原文抜粋 =
アプリケーションノート -  磁気共鳴

SARS-CoV-2ウイルスを不活性化するための血液サンプルの加熱によるバイオマーカー同定失敗の可能性 *

IVDrプラットフォームを用いた1H-NMR代謝プロファイリングにより、COVID-19/SARS-CoV-2血漿サンプルを中心とした分析アーティファクトを最小化するために、推奨する手法を提供しています。

* 研究用途限定。臨床診断用にはご利用いただけません。

IVDrプラットフォームを用いた 1H-NMR代謝プロファイリングにより、COVID-19/SARS-CoV-2血漿サンプルを中心とした分析アーティファクトを最小化するために、推奨する手法を提供しています。

核磁気共鳴(NMR)分光法を用いて血漿を定量し、試料採取と試料調整の段階におけるばらつきが、得られる結果に及ぼす影響を体系的に調査しました。健康なボランティアとSARS CoV-2に感染した患者から採取した血漿サンプルを、異なるサイズのチューブに入れ、異なる凍結保存剤を使用し、様々な温度で異なる期間保存したものを、Avance IVDrシステム(Bruker Avance III HD 600MHz NMR)を用いて、1H-NMRベースの血漿メタボロミクスを行いました。サンプルは標準的な手順に従って調製され、ブルカーの体液NMRメソッドパッケージB.I.Methods 2.0を用いて全自動で測定されました。リポタンパク質の定量的なプロファイルは、Bruker IVDr Lipoprotein Subclasses Analysis B.I.LISAツールを使用して得られました。

採血管のサイズと凍結保存剤の違い、連続した凍結融解サイクル、短期および長期のサンプル保存温度、加熱処理がリポタンパク質と代謝物の定量値のパターンに及ぼす影響を調査しました。得られたNMRデータを比較したところ、血漿サンプルを4℃で48時間まで保存、-80℃で凍結、また採血管の選択は、観察された代謝パターンに大きな影響を与えないことがわかりました。また、4℃で168時間保存しても、情報の損失はほとんどありませんでした。

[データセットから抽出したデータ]

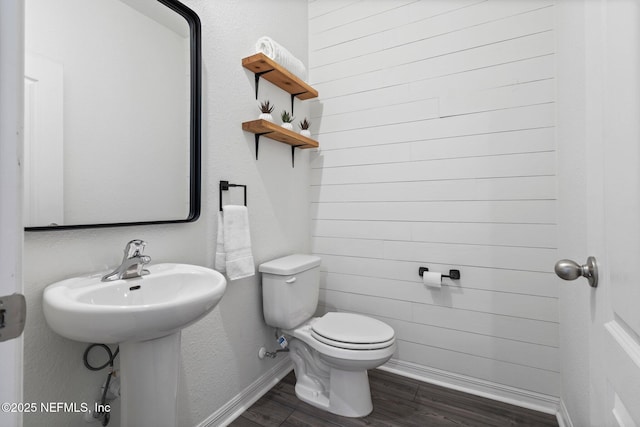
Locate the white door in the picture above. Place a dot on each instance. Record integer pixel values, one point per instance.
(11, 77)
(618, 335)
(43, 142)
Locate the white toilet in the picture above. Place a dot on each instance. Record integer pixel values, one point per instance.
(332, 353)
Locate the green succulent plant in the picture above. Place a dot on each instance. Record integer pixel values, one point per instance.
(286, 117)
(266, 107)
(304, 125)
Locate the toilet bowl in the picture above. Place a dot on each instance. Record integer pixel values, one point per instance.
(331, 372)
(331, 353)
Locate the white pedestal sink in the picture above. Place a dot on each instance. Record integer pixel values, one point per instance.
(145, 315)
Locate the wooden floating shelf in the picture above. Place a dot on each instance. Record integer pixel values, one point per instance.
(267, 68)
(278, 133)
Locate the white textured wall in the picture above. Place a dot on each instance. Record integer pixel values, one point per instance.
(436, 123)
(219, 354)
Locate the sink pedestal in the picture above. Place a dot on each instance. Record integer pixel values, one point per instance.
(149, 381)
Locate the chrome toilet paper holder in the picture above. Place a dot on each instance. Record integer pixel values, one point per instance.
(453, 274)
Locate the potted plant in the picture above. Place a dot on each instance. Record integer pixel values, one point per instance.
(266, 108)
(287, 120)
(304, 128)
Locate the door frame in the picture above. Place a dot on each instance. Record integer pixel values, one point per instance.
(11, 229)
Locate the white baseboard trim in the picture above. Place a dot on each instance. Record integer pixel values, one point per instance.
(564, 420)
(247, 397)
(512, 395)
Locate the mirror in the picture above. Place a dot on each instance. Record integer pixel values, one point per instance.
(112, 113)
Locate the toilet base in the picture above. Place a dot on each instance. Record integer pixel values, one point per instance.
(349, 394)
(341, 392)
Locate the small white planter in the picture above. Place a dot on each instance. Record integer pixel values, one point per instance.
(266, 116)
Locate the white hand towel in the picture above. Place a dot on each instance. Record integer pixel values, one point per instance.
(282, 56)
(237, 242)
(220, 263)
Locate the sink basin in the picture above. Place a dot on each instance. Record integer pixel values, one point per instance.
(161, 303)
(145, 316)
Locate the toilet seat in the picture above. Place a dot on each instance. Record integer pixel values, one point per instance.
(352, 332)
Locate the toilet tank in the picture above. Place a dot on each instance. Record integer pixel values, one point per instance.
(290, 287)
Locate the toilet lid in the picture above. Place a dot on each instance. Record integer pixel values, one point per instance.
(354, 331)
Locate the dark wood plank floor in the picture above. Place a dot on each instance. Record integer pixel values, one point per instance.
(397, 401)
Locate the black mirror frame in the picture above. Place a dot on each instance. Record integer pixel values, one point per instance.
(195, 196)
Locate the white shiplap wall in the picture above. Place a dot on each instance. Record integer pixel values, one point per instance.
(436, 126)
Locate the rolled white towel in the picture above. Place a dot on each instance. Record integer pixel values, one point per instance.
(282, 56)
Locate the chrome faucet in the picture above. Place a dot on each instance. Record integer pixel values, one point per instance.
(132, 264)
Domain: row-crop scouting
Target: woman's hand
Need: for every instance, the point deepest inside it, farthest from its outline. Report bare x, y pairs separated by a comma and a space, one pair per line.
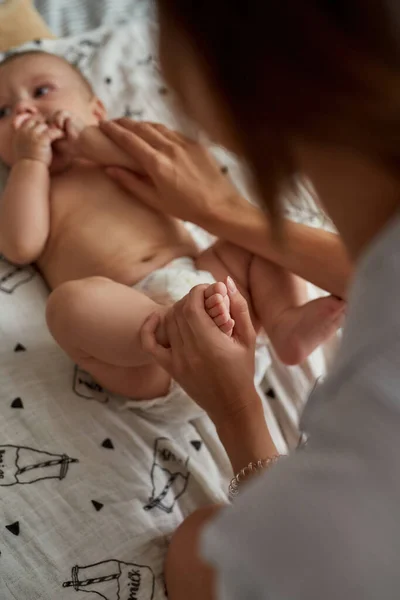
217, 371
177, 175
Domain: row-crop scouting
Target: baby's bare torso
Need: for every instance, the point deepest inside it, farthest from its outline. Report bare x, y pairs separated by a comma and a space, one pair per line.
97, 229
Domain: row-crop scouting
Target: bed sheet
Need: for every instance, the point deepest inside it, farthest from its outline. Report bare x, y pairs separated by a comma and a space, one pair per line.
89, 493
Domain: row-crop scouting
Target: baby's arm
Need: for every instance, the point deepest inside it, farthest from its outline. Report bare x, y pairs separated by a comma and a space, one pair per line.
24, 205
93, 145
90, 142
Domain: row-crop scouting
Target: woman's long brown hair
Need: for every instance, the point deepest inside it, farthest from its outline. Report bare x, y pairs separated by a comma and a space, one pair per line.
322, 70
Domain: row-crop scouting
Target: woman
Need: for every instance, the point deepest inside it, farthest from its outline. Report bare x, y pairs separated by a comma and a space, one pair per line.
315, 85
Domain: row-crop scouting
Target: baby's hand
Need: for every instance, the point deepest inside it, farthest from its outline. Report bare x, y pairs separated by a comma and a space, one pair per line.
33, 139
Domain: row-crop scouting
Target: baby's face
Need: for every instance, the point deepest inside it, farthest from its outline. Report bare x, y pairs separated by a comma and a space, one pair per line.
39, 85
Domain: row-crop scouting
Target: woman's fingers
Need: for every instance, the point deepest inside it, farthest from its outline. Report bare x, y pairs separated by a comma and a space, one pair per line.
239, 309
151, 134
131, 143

課題の目的 =
次の記述(a)〜(c)が原文抜粋の内容と一致するかを「はい」か「いいえ」で判定し、判断の根拠となる原文抜粋の語句を一字一句変えずに引用してください。
(a) 血漿サンプルを4℃で48時間まで保存しても、観察された代謝パターンに大きな影響はなかった。
(b) 測定にはBruker Avance III HD 800MHz NMRが使用された。
(c) この手法は臨床診断用に利用できる。

完成課題 =
(a) はい。「血漿サンプルを4℃で48時間まで保存、-80℃で凍結、また採血管の選択は、観察された代謝パターンに大きな影響を与えない」
(b) いいえ。「Bruker Avance III HD 600MHz NMR」
(c) いいえ。「研究用途限定。臨床診断用にはご利用いただけません。」